(DIRECTION)
Copy the following records line for line, with no changes.
Start of RECORD EXCERPTS
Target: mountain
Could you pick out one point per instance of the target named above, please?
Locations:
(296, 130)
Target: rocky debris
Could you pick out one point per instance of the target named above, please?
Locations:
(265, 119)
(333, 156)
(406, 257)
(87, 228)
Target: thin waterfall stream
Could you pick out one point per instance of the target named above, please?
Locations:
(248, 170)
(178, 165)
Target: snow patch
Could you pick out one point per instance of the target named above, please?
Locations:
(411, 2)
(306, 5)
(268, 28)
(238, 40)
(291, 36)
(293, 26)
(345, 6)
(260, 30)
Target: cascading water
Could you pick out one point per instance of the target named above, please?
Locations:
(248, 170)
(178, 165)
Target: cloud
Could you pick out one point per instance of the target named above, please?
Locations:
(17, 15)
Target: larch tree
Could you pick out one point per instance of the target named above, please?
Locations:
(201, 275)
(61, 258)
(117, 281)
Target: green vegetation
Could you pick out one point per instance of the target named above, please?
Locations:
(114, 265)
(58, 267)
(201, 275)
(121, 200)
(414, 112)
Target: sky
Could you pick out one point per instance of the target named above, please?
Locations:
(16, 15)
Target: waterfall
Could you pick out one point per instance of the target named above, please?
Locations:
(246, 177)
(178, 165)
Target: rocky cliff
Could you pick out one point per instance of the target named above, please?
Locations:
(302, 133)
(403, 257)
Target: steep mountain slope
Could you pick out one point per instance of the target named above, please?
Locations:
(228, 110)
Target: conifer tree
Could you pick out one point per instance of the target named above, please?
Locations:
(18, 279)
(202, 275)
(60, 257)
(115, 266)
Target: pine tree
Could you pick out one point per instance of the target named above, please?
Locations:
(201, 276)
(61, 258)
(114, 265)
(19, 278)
End of RECORD EXCERPTS
(TASK RESULT)
Target: mountain
Could you pick out one point per instance of the target named above, please?
Locations:
(296, 130)
Target: rocky debris
Could you pick out one point per instance of the target named above, please?
Locations:
(265, 119)
(333, 156)
(406, 257)
(87, 228)
Target: thin waterfall stream
Could you pick out one point per instance of the target named above, please?
Locations:
(248, 170)
(178, 165)
Target: snow patch
Could you pick out one point per instance of the target named above, please?
Locations:
(411, 2)
(306, 5)
(268, 28)
(238, 40)
(291, 36)
(293, 26)
(345, 6)
(260, 30)
Target: cascading water
Could you pick out one point per instance of the target named above, please?
Locations:
(248, 170)
(178, 165)
Target: cloud
Could you pick out one point per instance of the target named above, please?
Locations:
(17, 15)
Target: larch tree
Could you pick out one point per instance of the target named above, please?
Locations:
(201, 275)
(61, 258)
(117, 281)
Target: green vegetation
Could you pick out one point per instance of the target named above, please?
Locations:
(114, 265)
(58, 267)
(201, 275)
(121, 200)
(414, 112)
Target: sky
Could you pick out one point per instance of the target named above, please?
Locations:
(16, 15)
Target: waterfall
Could you pick out one point per instance of the target named above, please?
Locations:
(246, 177)
(178, 165)
Target: rocky cliff
Could you pick out one point per instance of the target named above, please?
Locations:
(302, 133)
(403, 257)
Target: steep mountain slope
Could you pick out one point per instance of the target named above, please?
Locations:
(228, 110)
Target: conifer tree
Could you pick out one point per instance of the target named above, please?
Locations:
(18, 279)
(202, 275)
(60, 257)
(115, 266)
Target: pine tree
Could you pick out one point per instance of the target named above, please?
Locations:
(201, 276)
(61, 258)
(114, 265)
(19, 278)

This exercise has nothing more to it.